**Task:** Wherever the string "wall" shows up in the data below, copy the whole line.

Record excerpts START

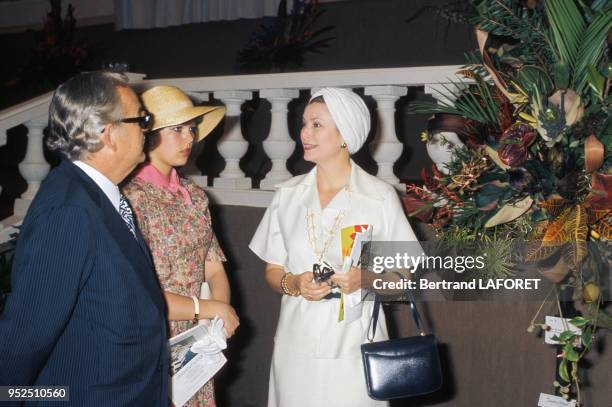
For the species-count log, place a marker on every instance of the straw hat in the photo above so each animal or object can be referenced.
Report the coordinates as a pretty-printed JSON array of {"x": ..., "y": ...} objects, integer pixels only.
[{"x": 171, "y": 106}]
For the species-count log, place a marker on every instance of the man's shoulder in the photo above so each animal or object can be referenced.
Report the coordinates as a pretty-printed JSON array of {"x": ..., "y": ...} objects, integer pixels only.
[{"x": 63, "y": 187}]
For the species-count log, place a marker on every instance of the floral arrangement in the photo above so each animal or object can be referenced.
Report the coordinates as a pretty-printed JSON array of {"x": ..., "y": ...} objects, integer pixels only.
[
  {"x": 57, "y": 54},
  {"x": 534, "y": 161},
  {"x": 282, "y": 41}
]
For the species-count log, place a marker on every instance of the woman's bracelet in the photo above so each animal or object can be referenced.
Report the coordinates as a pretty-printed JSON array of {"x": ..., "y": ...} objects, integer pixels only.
[
  {"x": 196, "y": 313},
  {"x": 285, "y": 286}
]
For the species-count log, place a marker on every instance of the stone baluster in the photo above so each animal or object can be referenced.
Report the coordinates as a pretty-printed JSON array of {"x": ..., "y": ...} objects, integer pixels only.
[
  {"x": 34, "y": 168},
  {"x": 386, "y": 148},
  {"x": 232, "y": 146},
  {"x": 278, "y": 146}
]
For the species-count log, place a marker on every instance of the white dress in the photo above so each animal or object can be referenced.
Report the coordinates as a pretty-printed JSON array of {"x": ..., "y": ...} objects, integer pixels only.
[{"x": 316, "y": 359}]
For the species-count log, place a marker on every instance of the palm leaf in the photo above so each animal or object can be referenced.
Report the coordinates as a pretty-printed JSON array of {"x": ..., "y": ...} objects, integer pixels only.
[
  {"x": 592, "y": 49},
  {"x": 567, "y": 28},
  {"x": 553, "y": 206},
  {"x": 535, "y": 250}
]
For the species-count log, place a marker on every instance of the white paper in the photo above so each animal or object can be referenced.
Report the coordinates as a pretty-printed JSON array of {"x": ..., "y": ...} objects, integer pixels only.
[
  {"x": 548, "y": 400},
  {"x": 557, "y": 326},
  {"x": 353, "y": 305},
  {"x": 190, "y": 371}
]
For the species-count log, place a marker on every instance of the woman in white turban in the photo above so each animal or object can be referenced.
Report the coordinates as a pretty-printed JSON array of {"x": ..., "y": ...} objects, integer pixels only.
[{"x": 317, "y": 359}]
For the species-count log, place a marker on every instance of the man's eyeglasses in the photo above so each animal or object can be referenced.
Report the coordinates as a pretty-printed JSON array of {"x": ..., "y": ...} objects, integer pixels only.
[{"x": 145, "y": 121}]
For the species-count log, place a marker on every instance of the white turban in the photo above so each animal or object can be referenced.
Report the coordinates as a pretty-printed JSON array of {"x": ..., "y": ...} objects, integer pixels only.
[{"x": 350, "y": 114}]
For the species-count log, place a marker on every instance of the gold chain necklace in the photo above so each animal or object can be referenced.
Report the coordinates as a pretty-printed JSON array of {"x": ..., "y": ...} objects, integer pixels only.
[
  {"x": 311, "y": 229},
  {"x": 310, "y": 226}
]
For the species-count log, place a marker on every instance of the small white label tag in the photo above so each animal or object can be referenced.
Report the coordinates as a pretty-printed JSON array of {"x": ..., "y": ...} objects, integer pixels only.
[
  {"x": 548, "y": 400},
  {"x": 557, "y": 325}
]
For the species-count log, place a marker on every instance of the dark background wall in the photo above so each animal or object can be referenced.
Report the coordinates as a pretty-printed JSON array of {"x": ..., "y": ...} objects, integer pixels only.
[
  {"x": 488, "y": 357},
  {"x": 368, "y": 34}
]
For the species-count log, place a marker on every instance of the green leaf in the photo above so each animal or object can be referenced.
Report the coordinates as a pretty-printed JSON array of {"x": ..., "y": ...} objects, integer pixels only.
[
  {"x": 563, "y": 373},
  {"x": 567, "y": 27},
  {"x": 592, "y": 49},
  {"x": 597, "y": 81},
  {"x": 530, "y": 76},
  {"x": 570, "y": 354},
  {"x": 566, "y": 336},
  {"x": 561, "y": 73},
  {"x": 579, "y": 322},
  {"x": 587, "y": 337}
]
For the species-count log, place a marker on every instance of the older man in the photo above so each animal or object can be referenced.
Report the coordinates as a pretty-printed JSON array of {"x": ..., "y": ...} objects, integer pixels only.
[{"x": 85, "y": 309}]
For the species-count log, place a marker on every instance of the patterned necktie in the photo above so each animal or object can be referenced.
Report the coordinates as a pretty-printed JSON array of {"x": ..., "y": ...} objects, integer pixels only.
[{"x": 126, "y": 214}]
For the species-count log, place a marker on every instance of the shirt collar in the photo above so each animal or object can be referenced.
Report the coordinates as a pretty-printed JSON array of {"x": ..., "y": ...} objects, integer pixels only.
[
  {"x": 361, "y": 184},
  {"x": 149, "y": 173},
  {"x": 106, "y": 185}
]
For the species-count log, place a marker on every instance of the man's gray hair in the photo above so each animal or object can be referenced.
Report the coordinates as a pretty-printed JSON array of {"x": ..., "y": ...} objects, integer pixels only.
[{"x": 79, "y": 110}]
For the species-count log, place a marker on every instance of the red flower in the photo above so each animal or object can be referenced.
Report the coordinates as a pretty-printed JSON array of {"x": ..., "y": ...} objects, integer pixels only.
[
  {"x": 600, "y": 197},
  {"x": 514, "y": 144},
  {"x": 418, "y": 207}
]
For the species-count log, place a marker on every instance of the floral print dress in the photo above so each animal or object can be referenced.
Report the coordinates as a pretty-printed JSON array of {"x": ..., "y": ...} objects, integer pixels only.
[{"x": 181, "y": 239}]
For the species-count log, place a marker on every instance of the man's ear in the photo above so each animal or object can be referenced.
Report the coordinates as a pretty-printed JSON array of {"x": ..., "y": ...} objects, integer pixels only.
[{"x": 108, "y": 136}]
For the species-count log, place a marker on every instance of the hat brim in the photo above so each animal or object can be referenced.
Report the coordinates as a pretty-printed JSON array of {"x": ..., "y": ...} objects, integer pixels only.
[{"x": 211, "y": 117}]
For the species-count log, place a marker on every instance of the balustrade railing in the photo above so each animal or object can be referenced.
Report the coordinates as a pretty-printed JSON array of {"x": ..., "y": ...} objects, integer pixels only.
[{"x": 232, "y": 186}]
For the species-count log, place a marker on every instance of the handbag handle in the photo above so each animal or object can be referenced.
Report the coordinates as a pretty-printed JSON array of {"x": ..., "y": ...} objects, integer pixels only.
[{"x": 416, "y": 317}]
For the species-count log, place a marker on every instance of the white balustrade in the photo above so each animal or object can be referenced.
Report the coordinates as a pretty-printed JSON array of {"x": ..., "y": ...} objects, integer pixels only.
[
  {"x": 444, "y": 93},
  {"x": 386, "y": 148},
  {"x": 278, "y": 146},
  {"x": 232, "y": 145},
  {"x": 34, "y": 168},
  {"x": 385, "y": 85},
  {"x": 190, "y": 169}
]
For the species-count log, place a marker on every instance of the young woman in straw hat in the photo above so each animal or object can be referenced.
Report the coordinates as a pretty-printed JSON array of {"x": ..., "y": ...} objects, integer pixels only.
[
  {"x": 317, "y": 359},
  {"x": 173, "y": 216}
]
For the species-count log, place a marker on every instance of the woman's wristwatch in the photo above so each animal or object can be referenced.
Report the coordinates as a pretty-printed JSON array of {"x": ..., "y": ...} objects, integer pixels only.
[
  {"x": 196, "y": 313},
  {"x": 285, "y": 286}
]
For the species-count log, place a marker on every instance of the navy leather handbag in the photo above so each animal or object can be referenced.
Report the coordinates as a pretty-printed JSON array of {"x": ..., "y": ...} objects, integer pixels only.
[{"x": 402, "y": 367}]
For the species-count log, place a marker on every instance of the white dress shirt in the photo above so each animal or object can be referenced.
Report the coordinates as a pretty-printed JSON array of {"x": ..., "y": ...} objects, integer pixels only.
[{"x": 106, "y": 185}]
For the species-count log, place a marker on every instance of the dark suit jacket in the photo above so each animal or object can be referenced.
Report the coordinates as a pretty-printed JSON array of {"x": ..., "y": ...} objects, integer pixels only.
[{"x": 85, "y": 308}]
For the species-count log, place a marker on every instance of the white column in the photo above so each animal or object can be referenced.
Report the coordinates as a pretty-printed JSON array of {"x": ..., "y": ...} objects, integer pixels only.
[
  {"x": 34, "y": 168},
  {"x": 278, "y": 146},
  {"x": 232, "y": 145},
  {"x": 190, "y": 168},
  {"x": 386, "y": 148}
]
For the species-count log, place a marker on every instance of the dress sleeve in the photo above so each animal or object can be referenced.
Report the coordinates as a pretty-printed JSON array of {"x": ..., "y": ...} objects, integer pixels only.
[
  {"x": 268, "y": 242},
  {"x": 396, "y": 223},
  {"x": 215, "y": 253}
]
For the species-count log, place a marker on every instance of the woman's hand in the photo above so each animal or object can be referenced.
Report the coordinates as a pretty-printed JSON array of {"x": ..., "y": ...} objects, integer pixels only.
[
  {"x": 212, "y": 308},
  {"x": 309, "y": 290},
  {"x": 348, "y": 282}
]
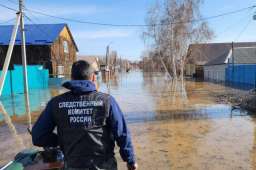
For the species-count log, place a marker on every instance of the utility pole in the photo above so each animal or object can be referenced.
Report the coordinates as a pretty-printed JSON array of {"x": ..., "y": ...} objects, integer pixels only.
[
  {"x": 24, "y": 62},
  {"x": 23, "y": 47},
  {"x": 254, "y": 18},
  {"x": 107, "y": 55}
]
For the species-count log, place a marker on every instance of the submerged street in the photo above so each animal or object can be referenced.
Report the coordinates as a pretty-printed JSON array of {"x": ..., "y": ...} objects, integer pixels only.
[{"x": 174, "y": 124}]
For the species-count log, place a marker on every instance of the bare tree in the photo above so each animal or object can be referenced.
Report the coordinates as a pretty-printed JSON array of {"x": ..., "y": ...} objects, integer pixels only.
[{"x": 172, "y": 27}]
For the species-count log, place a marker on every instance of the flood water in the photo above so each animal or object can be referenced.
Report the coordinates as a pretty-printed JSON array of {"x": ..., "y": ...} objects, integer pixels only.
[{"x": 174, "y": 124}]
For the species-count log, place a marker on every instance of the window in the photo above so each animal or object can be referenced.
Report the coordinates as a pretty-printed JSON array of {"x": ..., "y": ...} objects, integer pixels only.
[{"x": 65, "y": 46}]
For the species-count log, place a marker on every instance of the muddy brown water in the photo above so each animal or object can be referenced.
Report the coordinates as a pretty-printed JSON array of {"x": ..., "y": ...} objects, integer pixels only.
[{"x": 174, "y": 124}]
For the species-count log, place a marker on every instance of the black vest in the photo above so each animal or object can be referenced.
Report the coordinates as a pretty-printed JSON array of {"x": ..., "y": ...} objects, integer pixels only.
[{"x": 83, "y": 131}]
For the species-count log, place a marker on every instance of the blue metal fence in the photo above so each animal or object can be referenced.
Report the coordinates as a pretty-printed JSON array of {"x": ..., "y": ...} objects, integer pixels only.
[
  {"x": 241, "y": 75},
  {"x": 37, "y": 79}
]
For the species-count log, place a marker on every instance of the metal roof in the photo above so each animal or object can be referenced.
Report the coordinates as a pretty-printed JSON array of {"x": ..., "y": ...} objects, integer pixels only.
[
  {"x": 244, "y": 55},
  {"x": 212, "y": 53},
  {"x": 36, "y": 34}
]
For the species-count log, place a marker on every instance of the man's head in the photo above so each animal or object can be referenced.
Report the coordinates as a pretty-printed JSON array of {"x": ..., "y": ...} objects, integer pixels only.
[{"x": 82, "y": 70}]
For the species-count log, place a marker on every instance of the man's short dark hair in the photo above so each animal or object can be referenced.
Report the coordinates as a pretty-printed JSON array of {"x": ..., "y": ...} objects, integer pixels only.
[{"x": 81, "y": 70}]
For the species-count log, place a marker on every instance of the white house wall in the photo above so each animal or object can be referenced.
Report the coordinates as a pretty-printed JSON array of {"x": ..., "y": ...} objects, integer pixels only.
[{"x": 215, "y": 73}]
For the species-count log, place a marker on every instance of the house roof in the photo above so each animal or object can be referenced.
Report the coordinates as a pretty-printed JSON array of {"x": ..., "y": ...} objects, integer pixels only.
[
  {"x": 36, "y": 34},
  {"x": 212, "y": 53},
  {"x": 246, "y": 55},
  {"x": 91, "y": 59}
]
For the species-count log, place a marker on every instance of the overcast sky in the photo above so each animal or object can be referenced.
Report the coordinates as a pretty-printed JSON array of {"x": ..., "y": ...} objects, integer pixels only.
[{"x": 93, "y": 39}]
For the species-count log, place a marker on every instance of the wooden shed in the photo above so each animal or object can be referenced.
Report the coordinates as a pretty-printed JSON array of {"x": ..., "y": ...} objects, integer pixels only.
[
  {"x": 50, "y": 45},
  {"x": 199, "y": 55}
]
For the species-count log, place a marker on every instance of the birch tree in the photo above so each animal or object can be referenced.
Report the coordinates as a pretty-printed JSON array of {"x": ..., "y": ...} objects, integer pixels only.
[{"x": 172, "y": 26}]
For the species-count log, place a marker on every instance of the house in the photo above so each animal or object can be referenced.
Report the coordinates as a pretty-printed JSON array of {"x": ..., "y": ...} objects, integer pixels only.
[
  {"x": 92, "y": 59},
  {"x": 200, "y": 54},
  {"x": 236, "y": 66},
  {"x": 241, "y": 68},
  {"x": 50, "y": 45}
]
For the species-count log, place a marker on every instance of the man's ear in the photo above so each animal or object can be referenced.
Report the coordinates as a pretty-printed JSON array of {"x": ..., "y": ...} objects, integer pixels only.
[{"x": 94, "y": 78}]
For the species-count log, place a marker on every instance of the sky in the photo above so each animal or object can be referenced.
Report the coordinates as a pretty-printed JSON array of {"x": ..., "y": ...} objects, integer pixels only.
[{"x": 128, "y": 42}]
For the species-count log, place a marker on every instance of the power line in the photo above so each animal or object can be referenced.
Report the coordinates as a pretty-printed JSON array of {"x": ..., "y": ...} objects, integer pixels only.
[
  {"x": 7, "y": 7},
  {"x": 131, "y": 25},
  {"x": 4, "y": 22},
  {"x": 244, "y": 28},
  {"x": 140, "y": 25}
]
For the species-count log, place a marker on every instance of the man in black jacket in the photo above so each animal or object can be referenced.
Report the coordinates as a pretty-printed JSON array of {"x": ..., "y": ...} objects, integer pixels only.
[{"x": 88, "y": 124}]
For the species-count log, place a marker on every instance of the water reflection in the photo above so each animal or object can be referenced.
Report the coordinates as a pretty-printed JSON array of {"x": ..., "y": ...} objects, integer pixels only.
[
  {"x": 159, "y": 112},
  {"x": 12, "y": 128}
]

Record excerpts END

**Task solution:**
For the species-count log, place a marker on every instance of the dark background wall in the photo above so each animal or object can be referenced.
For the species-count log, place a marker on every instance of the white house wall in the photo above so each animal or object can be referenced.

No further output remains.